● Exercise prompt: Write out, word for word, the section of the train-arrival passage starting at "AS soon as the" and ending at "cheating it for us.".

● Source passage:
..............................

AS soon as the train had found its position on the platform, everyone was off. You can see the tourists more clearly here, there's less of us! And the touts notice us easily. At the exit we're bombarded with many fake smiles and helping hands for all "good" prices and we decide on a rickashaw driver for 100 rupees. The Hotel Amer View is 13KM from the train station and the rickashaw driver (Raul) seemed to have a monkey's agility at evading all the potholes and traffic. We came very close to death, but he seemed to be better at cheating it for us.

..............................

Named-object pointing records
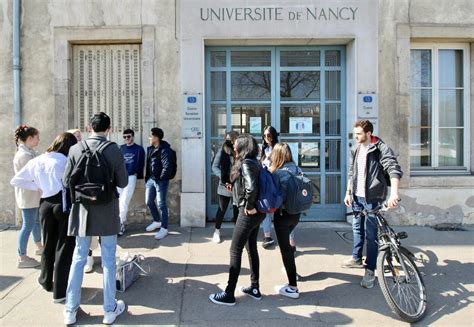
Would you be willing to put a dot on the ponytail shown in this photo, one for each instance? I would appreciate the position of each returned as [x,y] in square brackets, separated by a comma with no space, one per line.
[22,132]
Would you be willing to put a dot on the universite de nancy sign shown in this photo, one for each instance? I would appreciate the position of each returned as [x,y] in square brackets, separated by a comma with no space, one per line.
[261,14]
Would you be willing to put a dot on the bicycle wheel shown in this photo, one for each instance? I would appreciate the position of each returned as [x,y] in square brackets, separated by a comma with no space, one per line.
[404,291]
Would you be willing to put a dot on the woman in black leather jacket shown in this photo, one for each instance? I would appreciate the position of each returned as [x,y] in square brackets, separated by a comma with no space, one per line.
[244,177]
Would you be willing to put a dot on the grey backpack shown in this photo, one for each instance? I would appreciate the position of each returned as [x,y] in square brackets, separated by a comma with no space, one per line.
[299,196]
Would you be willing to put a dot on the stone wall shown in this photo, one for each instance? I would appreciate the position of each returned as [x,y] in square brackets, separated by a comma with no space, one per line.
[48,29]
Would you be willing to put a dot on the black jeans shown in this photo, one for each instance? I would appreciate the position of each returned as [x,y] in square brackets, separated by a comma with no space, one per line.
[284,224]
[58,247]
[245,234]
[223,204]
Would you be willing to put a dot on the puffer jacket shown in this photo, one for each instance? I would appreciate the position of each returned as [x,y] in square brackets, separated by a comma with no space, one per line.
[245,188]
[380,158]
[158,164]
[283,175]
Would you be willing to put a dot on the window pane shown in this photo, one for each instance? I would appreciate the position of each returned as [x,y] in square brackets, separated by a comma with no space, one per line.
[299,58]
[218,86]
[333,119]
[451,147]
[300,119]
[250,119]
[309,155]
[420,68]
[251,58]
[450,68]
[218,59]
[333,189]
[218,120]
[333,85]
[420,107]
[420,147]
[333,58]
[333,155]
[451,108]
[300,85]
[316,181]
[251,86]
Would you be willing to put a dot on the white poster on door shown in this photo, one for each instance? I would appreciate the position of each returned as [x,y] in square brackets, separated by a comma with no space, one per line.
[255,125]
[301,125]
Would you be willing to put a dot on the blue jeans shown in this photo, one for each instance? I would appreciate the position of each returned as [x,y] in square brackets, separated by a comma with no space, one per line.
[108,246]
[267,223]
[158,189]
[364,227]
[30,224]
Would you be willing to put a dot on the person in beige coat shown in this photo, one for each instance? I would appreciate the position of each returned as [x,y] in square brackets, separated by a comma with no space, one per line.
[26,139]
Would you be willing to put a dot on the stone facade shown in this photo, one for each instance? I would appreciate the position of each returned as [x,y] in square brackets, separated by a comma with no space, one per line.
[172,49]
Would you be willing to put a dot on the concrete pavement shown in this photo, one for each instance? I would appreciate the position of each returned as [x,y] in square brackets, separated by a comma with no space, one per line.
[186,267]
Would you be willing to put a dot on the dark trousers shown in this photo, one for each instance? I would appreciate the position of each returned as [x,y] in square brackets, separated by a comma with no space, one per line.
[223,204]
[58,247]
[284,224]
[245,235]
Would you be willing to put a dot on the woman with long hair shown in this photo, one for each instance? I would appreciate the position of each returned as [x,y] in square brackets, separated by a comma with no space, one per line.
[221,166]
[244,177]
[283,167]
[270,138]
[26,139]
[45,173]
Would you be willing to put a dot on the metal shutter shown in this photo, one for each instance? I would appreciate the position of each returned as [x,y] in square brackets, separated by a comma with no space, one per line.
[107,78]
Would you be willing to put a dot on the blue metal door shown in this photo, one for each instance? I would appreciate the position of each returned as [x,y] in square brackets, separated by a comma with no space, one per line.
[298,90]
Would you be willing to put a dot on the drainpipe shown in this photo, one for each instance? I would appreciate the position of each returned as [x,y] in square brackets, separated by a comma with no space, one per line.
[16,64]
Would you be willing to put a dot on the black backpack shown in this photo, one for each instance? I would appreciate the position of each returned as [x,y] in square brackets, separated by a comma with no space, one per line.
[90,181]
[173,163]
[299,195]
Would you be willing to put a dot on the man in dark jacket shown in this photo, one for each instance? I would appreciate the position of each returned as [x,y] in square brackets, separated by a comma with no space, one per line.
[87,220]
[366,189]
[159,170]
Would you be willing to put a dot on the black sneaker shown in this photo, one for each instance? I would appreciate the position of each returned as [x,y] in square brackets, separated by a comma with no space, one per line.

..............................

● Solution for this exercise:
AS soon as the train had found its position on the platform, everyone was off. You can see the tourists more clearly here, there's less of us! And the touts notice us easily. At the exit we're bombarded with many fake smiles and helping hands for all "good" prices and we decide on a rickashaw driver for 100 rupees. The Hotel Amer View is 13KM from the train station and the rickashaw driver (Raul) seemed to have a monkey's agility at evading all the potholes and traffic. We came very close to death, but he seemed to be better at cheating it for us.